### [Szczegóły zadania]
Przepisz dokładnie wszystko od pierwszego z poniższych wierszy aż do wiersza zawierającego „[0,0,115,76]”, łącznie z oboma skrajnymi. Zdjęć nie umieszczaj w odpowiedzi.

(Wiersze współrzędnych z adnotacjami)
====
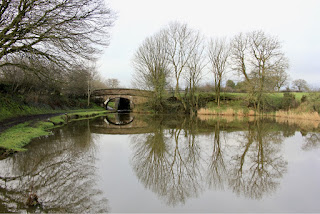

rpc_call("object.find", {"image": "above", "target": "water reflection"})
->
[228,120,287,199]
[0,114,320,213]
[132,118,202,205]
[132,118,296,205]
[0,121,108,213]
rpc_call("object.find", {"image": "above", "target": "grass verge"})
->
[0,110,108,156]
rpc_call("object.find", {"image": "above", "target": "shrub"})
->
[282,92,298,110]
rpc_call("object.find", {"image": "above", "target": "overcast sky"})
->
[98,0,320,88]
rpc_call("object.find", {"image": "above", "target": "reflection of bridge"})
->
[92,88,152,110]
[91,113,153,135]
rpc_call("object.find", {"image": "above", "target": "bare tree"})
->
[164,22,201,99]
[0,0,114,76]
[292,79,309,91]
[208,39,230,106]
[232,31,289,111]
[273,69,289,92]
[182,37,207,114]
[105,78,120,88]
[132,31,170,110]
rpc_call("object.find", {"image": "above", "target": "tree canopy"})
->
[0,0,115,76]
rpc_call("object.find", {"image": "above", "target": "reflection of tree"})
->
[302,132,320,151]
[132,118,202,205]
[0,121,107,213]
[229,120,287,199]
[207,121,226,189]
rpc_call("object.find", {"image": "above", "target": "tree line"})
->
[132,22,310,113]
[0,0,119,105]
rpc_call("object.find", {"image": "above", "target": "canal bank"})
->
[0,109,108,158]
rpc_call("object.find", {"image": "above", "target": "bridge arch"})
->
[92,88,153,110]
[104,96,134,111]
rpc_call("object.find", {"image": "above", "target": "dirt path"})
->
[0,113,63,134]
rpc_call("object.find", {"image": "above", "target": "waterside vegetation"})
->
[0,109,107,156]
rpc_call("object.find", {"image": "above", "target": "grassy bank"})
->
[0,110,107,155]
[0,93,101,121]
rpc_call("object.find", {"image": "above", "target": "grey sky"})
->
[98,0,320,88]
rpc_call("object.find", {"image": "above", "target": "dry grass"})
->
[198,108,256,117]
[276,111,320,121]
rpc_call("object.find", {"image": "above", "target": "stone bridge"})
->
[92,88,153,111]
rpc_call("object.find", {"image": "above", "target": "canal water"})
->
[0,114,320,213]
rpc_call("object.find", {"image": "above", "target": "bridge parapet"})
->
[92,88,153,97]
[92,88,153,109]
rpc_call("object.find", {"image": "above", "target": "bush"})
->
[282,92,298,110]
[301,95,308,103]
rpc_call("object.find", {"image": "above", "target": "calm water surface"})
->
[0,114,320,213]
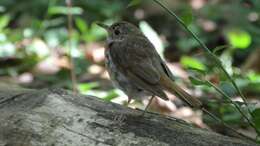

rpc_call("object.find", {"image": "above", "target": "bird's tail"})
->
[160,75,202,108]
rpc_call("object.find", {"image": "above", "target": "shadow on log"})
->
[0,86,256,146]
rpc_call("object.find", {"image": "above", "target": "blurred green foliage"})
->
[0,0,260,141]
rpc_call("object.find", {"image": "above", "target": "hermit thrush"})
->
[98,22,202,108]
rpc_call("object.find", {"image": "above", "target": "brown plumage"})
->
[99,22,202,108]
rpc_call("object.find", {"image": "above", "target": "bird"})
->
[97,21,202,111]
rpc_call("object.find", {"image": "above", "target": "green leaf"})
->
[102,90,118,101]
[227,30,252,49]
[219,81,236,97]
[48,6,83,15]
[181,56,206,70]
[189,76,207,85]
[75,17,88,33]
[213,45,230,54]
[0,15,10,30]
[252,108,260,134]
[78,82,99,92]
[188,67,207,75]
[127,0,141,8]
[180,7,193,26]
[220,104,242,123]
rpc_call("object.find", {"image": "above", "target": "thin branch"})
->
[153,0,258,131]
[206,80,259,132]
[66,0,77,94]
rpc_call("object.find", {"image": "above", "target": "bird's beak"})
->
[97,22,109,30]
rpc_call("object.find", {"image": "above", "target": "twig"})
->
[201,108,255,142]
[66,0,77,94]
[153,0,259,132]
[206,80,259,135]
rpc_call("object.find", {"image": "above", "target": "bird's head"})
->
[97,21,142,42]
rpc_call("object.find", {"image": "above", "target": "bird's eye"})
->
[115,29,120,35]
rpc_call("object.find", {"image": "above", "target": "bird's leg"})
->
[142,95,155,116]
[127,97,132,106]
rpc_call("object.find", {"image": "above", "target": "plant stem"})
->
[206,80,260,133]
[66,0,77,94]
[153,0,256,132]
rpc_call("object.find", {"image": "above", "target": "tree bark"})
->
[0,85,257,146]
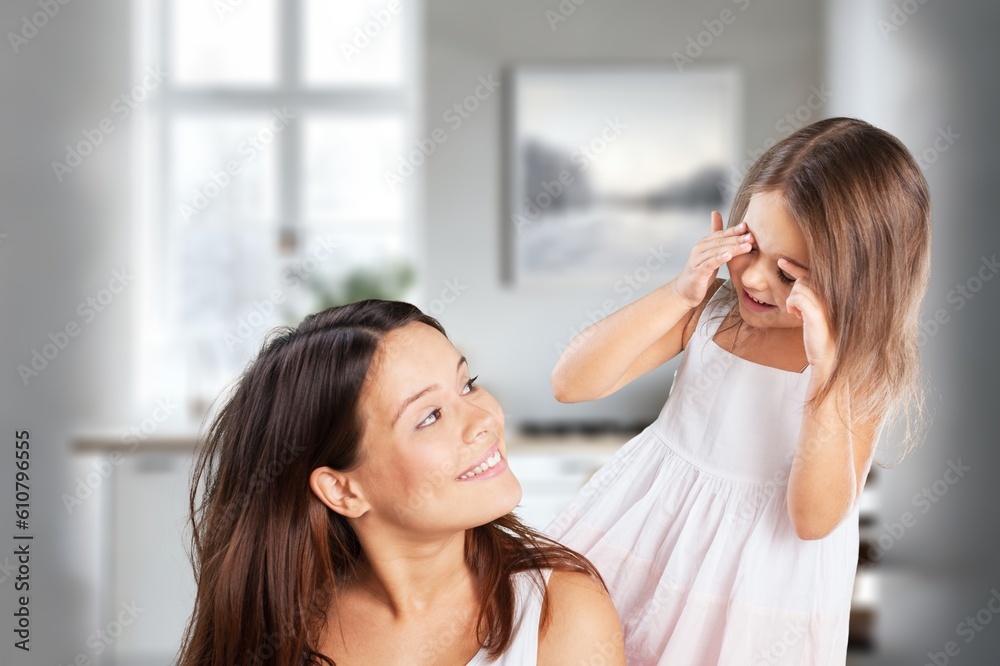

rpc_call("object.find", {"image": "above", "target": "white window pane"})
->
[169,0,278,86]
[282,228,416,321]
[165,114,284,229]
[302,116,405,223]
[302,0,404,86]
[161,227,285,398]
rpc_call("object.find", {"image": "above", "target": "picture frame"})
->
[502,61,742,291]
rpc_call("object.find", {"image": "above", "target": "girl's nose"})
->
[743,255,767,291]
[463,402,499,444]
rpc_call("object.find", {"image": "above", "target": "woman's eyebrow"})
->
[392,356,468,426]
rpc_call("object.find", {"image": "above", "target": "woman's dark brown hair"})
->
[179,300,603,666]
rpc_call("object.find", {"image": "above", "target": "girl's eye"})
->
[417,375,479,428]
[417,409,441,428]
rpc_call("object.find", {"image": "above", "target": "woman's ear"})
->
[309,467,370,518]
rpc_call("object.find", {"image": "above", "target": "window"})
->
[133,0,420,419]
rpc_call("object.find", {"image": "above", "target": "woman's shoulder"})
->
[538,571,625,665]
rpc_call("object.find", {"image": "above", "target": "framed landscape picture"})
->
[503,63,742,289]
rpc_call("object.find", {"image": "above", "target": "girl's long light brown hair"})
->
[179,300,603,666]
[722,118,931,464]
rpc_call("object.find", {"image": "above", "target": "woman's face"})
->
[352,322,521,533]
[727,191,809,328]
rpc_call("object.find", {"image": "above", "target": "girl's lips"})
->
[457,454,507,483]
[743,289,778,312]
[456,439,504,481]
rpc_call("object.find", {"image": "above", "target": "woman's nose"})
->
[463,402,499,444]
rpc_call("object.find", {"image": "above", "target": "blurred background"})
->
[0,0,1000,666]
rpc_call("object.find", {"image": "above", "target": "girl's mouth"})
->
[743,289,778,312]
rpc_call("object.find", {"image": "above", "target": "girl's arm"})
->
[551,211,752,402]
[778,259,879,539]
[538,571,625,666]
[787,372,878,539]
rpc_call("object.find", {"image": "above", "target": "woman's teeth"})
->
[458,451,508,481]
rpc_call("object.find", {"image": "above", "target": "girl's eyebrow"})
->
[392,356,468,426]
[743,220,809,270]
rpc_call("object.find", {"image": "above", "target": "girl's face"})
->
[727,191,809,328]
[352,322,521,533]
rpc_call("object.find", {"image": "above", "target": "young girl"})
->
[546,118,930,666]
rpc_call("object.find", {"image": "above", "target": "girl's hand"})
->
[778,257,837,377]
[674,210,753,308]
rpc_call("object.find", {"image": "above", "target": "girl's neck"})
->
[355,533,475,619]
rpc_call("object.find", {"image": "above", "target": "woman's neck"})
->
[354,532,476,620]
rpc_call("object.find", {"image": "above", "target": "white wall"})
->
[424,0,824,424]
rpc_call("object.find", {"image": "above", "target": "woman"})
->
[179,300,625,666]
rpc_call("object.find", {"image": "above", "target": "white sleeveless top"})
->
[467,569,552,666]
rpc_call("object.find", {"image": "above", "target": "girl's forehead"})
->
[742,192,809,266]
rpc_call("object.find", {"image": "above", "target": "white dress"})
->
[545,289,858,666]
[467,569,552,666]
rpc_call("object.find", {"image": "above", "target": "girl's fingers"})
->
[712,210,722,233]
[778,257,809,280]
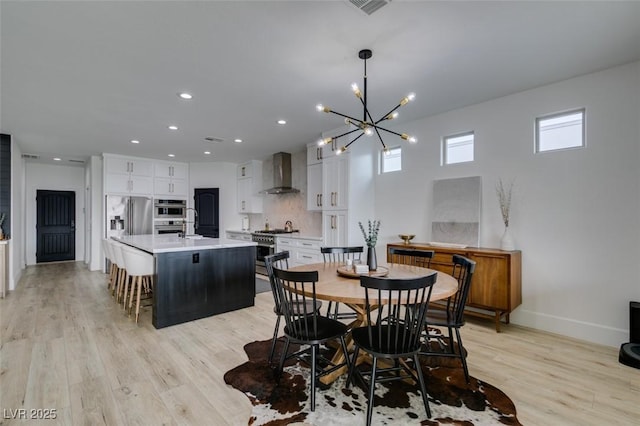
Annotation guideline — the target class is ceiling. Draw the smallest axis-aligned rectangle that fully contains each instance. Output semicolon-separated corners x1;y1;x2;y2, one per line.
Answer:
0;0;640;165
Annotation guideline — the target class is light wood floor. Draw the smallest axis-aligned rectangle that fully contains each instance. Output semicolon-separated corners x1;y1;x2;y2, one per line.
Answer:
0;263;640;425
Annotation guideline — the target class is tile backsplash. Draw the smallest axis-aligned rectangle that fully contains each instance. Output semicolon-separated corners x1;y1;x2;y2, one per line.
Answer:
249;151;322;237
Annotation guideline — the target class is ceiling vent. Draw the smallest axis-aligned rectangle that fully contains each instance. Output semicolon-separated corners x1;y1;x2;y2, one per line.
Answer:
349;0;391;15
204;136;224;143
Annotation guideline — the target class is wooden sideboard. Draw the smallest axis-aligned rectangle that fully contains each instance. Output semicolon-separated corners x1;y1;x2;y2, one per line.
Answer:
387;243;522;332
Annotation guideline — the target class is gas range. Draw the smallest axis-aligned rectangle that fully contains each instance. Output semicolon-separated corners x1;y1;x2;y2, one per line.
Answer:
251;229;300;246
251;229;300;275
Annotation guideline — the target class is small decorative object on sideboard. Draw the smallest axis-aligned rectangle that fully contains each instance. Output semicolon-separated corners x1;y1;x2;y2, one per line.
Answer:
496;179;515;251
398;234;416;244
358;220;380;271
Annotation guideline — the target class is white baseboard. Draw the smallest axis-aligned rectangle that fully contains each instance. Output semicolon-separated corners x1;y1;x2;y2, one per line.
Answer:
510;309;629;347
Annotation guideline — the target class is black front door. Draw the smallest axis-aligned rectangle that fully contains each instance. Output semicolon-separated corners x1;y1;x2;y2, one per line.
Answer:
36;190;76;263
193;188;220;238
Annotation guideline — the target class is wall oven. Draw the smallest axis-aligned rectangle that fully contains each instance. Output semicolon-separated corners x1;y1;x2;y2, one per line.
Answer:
153;220;182;235
251;233;276;275
153;200;187;219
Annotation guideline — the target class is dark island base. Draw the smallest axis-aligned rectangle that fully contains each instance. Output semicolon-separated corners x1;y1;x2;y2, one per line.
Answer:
152;247;256;328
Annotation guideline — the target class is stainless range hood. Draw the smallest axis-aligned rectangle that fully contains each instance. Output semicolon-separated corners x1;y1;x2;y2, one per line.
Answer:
262;152;300;194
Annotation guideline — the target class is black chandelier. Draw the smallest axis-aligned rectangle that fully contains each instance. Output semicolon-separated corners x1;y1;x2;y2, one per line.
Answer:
316;49;417;154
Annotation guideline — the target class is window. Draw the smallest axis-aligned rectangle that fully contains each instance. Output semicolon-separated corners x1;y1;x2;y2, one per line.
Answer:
380;146;402;173
442;132;474;164
536;109;585;152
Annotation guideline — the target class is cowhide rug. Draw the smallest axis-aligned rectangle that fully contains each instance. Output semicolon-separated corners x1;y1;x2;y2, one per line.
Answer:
224;340;520;426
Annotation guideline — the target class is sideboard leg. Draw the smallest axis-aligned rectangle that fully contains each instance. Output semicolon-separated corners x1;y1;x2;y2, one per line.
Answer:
495;311;500;333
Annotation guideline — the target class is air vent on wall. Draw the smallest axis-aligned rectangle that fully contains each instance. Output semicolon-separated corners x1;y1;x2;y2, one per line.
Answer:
349;0;391;15
204;136;224;143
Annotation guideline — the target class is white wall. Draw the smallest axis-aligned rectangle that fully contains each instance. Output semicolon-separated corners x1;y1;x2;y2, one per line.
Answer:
376;63;640;346
187;162;242;237
86;155;105;271
24;163;85;265
9;138;25;290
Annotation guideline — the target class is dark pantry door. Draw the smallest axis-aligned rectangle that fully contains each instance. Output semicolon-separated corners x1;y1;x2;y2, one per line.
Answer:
36;190;76;263
193;188;220;238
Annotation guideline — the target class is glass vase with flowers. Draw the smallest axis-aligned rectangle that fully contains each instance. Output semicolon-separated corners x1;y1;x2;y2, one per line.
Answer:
358;220;380;271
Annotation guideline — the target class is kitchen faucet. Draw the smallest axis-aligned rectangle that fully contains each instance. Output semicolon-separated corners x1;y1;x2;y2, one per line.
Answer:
180;207;198;238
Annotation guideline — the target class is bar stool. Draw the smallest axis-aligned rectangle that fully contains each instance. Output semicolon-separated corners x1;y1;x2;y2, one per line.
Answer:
111;241;129;303
102;238;118;293
122;246;154;323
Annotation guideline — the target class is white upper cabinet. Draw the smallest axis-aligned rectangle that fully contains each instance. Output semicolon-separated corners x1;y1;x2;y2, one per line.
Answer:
104;156;153;195
307;163;323;211
103;154;189;199
154;162;189;179
105;156;153;177
236;160;262;213
153;161;189;198
307;142;324;166
322;153;349;210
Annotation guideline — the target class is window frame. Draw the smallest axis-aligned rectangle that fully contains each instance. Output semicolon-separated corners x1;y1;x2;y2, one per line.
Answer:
440;130;476;166
533;107;587;154
379;145;402;175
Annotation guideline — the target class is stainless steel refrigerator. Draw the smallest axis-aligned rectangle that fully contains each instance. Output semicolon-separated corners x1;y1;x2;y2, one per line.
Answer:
105;195;153;238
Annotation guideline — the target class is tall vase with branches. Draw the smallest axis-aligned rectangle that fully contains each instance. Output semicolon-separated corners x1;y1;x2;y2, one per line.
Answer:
496;178;515;250
358;220;380;271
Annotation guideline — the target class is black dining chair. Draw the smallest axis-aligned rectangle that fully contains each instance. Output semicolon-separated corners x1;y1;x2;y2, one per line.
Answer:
347;273;437;425
264;251;322;364
421;254;476;383
273;267;349;411
320;246;364;319
389;247;434;268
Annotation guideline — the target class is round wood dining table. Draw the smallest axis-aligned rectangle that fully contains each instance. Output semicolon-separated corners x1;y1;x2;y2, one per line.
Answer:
289;263;458;384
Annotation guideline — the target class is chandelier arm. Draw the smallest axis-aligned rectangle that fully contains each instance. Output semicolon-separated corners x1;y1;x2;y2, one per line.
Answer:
372;104;402;124
360;98;380;129
343;129;364;150
332;128;360;139
373;124;402;139
329;110;363;124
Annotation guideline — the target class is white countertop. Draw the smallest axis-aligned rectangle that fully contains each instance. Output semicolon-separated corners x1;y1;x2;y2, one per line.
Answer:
113;234;256;253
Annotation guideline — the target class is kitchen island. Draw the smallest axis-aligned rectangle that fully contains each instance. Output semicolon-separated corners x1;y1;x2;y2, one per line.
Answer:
114;235;256;328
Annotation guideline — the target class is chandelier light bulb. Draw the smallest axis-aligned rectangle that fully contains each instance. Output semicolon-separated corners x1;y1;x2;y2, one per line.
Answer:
400;92;416;106
318;138;333;146
351;83;362;98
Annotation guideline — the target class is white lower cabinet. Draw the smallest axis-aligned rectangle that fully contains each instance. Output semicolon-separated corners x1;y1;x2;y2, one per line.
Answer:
276;237;322;267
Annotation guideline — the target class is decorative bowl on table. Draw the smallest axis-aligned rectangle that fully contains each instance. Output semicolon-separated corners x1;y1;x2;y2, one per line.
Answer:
398;234;415;244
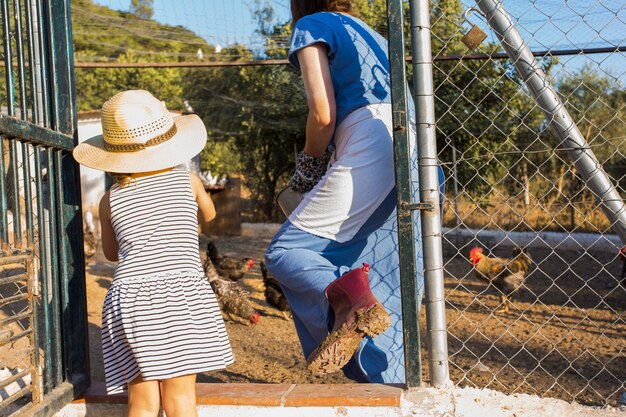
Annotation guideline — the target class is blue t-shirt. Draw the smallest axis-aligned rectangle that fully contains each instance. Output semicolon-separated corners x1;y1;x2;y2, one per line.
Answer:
289;12;391;126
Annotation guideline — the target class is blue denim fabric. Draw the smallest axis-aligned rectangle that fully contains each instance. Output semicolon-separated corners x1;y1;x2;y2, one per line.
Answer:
265;189;424;383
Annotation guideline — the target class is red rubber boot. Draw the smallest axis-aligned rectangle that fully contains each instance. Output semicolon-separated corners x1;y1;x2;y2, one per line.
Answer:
307;264;391;375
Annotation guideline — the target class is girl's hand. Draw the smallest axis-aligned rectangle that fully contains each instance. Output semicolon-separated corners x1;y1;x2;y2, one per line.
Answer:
189;172;215;224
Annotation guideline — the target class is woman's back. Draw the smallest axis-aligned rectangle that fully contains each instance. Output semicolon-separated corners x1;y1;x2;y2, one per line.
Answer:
289;12;391;125
110;169;202;279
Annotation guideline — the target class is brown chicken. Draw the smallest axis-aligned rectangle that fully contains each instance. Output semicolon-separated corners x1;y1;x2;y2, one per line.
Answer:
469;248;532;313
83;211;98;261
261;261;290;320
206;242;254;281
204;254;260;324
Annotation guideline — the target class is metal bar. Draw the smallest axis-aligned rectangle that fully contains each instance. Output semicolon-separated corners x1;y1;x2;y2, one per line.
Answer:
0;274;28;284
35;148;52;394
22;143;35;243
55;151;89;382
0;310;33;326
26;257;43;404
67;46;626;69
0;370;30;389
9;139;22;242
0;385;33;415
0;0;15;116
0;114;74;151
476;0;626;244
0;253;31;265
0;328;33;346
34;1;52;127
409;0;450;388
24;0;40;124
45;148;64;387
0;294;28;307
13;0;28;120
387;0;422;388
0;136;9;240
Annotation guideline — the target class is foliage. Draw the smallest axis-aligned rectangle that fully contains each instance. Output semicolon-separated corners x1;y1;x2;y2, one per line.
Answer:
76;53;183;111
71;0;207;62
130;0;154;19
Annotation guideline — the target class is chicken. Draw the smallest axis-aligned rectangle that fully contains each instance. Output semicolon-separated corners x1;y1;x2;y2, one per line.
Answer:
206;242;254;281
204;254;260;324
261;262;290;319
83;211;98;261
469;248;532;313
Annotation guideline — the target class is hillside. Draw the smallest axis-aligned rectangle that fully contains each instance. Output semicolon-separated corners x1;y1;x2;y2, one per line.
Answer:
71;0;215;62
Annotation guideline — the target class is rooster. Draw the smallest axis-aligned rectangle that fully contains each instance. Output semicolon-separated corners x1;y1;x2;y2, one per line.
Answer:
206;242;254;281
203;254;260;324
261;262;289;320
469;248;532;313
83;211;98;261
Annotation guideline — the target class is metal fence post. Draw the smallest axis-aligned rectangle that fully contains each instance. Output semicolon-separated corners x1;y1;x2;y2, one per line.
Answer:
476;0;626;244
409;0;450;387
387;0;422;388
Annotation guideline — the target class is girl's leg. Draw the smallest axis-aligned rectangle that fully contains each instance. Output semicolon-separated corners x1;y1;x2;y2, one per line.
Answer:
128;377;161;417
161;374;198;417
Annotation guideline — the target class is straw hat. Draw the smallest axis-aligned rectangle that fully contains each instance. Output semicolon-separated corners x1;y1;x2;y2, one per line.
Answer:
73;90;207;174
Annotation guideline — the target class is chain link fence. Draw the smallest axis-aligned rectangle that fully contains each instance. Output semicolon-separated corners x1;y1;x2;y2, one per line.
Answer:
431;0;626;406
66;0;626;405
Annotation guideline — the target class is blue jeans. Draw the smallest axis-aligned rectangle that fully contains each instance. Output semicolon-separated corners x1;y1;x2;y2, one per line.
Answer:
265;189;424;383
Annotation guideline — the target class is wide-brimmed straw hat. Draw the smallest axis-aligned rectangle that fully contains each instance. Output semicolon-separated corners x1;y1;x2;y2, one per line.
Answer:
73;90;207;174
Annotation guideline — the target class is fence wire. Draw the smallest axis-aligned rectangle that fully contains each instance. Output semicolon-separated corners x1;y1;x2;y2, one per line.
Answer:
66;0;626;405
431;0;626;405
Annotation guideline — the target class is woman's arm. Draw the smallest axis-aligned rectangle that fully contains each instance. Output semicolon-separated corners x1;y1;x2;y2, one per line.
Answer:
99;191;119;261
189;172;215;224
297;43;336;157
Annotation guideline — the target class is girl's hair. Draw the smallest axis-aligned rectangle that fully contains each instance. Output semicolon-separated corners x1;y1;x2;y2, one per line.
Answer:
108;172;133;187
291;0;356;25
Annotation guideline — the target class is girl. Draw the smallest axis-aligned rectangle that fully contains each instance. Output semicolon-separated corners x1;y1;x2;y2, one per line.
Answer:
73;90;234;417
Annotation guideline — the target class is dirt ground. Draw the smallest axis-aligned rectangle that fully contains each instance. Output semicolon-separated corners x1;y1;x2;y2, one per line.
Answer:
87;225;626;406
====
### [Poprawna odpowiedź]
rpc_call("object.find", {"image": "above", "target": "water reflection"})
->
[228,120,287,199]
[0,114,320,213]
[132,118,202,205]
[132,118,296,205]
[0,121,108,213]
rpc_call("object.find", {"image": "above", "target": "grass verge"})
->
[0,110,108,156]
rpc_call("object.find", {"image": "above", "target": "shrub"})
->
[282,92,298,110]
rpc_call("object.find", {"image": "above", "target": "overcast sky"})
->
[98,0,320,88]
rpc_call("object.find", {"image": "above", "target": "reflection of bridge"})
->
[92,88,152,110]
[91,113,153,135]
rpc_call("object.find", {"image": "above", "target": "bare tree"})
->
[164,22,201,99]
[0,0,114,76]
[292,79,309,91]
[208,39,230,106]
[232,31,289,111]
[273,69,289,92]
[182,37,207,114]
[105,78,120,88]
[132,31,170,110]
rpc_call("object.find", {"image": "above", "target": "tree canopy"})
->
[0,0,115,76]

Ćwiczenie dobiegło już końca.